··· Entries supplied ···
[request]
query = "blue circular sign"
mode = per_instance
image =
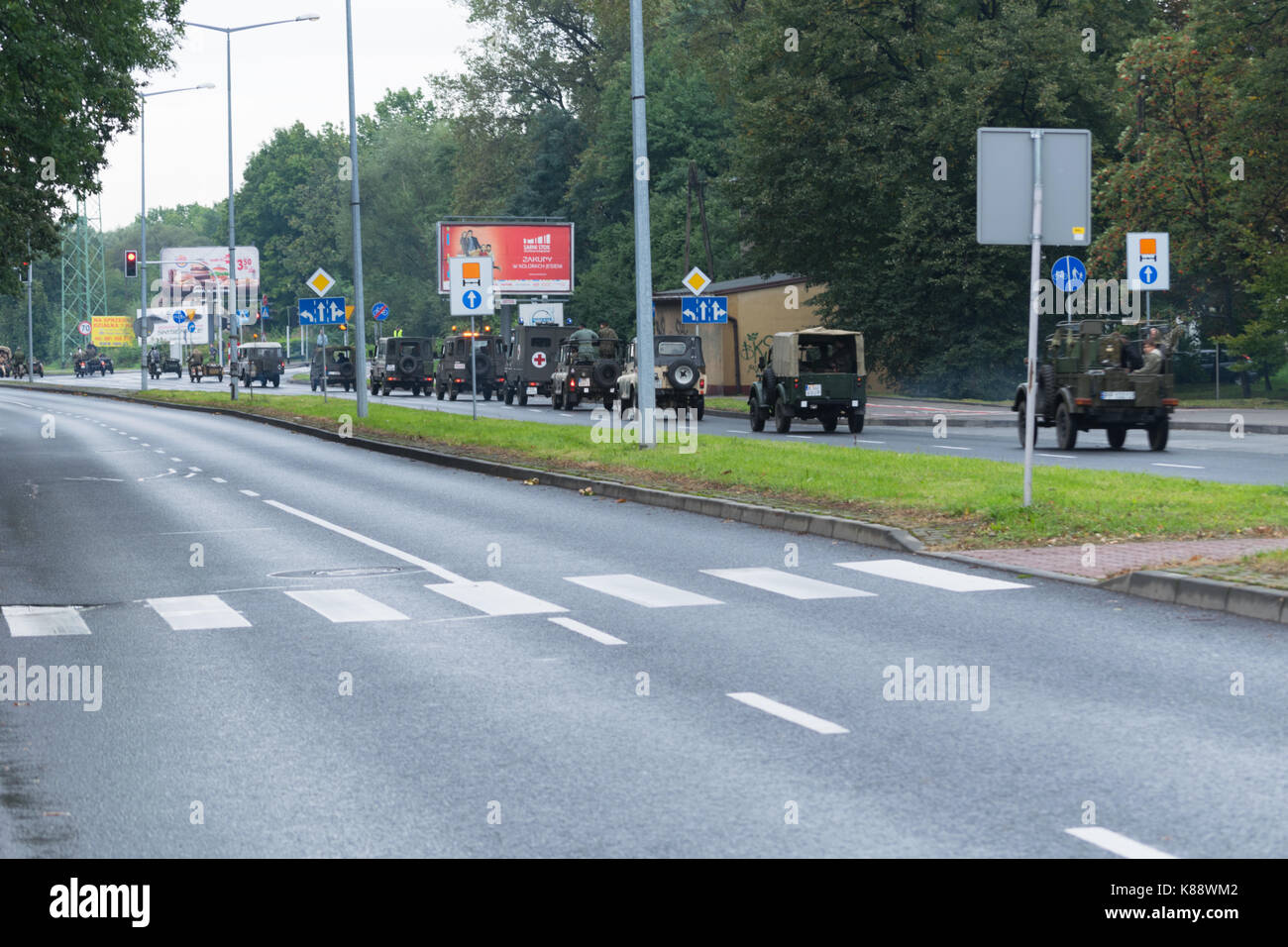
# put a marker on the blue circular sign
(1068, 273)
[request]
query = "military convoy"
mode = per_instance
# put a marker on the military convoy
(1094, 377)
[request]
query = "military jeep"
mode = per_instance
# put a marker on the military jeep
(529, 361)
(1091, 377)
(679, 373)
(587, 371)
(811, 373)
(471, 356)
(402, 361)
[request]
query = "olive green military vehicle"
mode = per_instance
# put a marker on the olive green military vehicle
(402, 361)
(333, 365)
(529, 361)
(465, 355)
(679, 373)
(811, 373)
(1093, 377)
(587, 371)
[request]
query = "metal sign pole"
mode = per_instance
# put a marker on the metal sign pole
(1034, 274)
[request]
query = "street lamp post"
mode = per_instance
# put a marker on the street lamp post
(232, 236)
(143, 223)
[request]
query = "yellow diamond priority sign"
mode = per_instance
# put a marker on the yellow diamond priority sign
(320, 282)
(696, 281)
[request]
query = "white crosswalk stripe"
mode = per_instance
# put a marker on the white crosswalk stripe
···
To be done => Can you write out all of the material above again, requests included, with 126 added to both numbers of every point coordinate in the answers? Leave the picture out of your version.

Exercise response =>
[request]
query = "blue circular sign"
mode = per_instance
image =
# put a marker on the blue circular sign
(1194, 399)
[request]
query = "military convoy"
mode = per_instance
# put a marker on the military convoy
(1220, 503)
[request]
query = "military jeep"
mode = per_instance
# put a marker on the military jeep
(655, 487)
(1217, 503)
(805, 499)
(713, 497)
(937, 499)
(597, 482)
(528, 487)
[request]
query = "olive green military vehicle"
mode = per_instance
# put a marker on the olive green military vehicle
(528, 487)
(459, 491)
(655, 487)
(591, 481)
(805, 499)
(937, 499)
(1219, 503)
(713, 497)
[request]
query = "metal sign pole"
mode = per_instance
# put a marker on the metal sign pole
(1160, 400)
[request]
query = "street lamp post"
mode = per_instance
# put a marker on the street lamp post
(358, 362)
(269, 349)
[request]
query = "yellow diamond priority sign"
mode = per_instance
# put a marker on the yellow diamond priority sign
(446, 408)
(822, 407)
[request]
query = "white crosswalk stripe"
mode = per_instance
# put a marker on the white crosswalk stripe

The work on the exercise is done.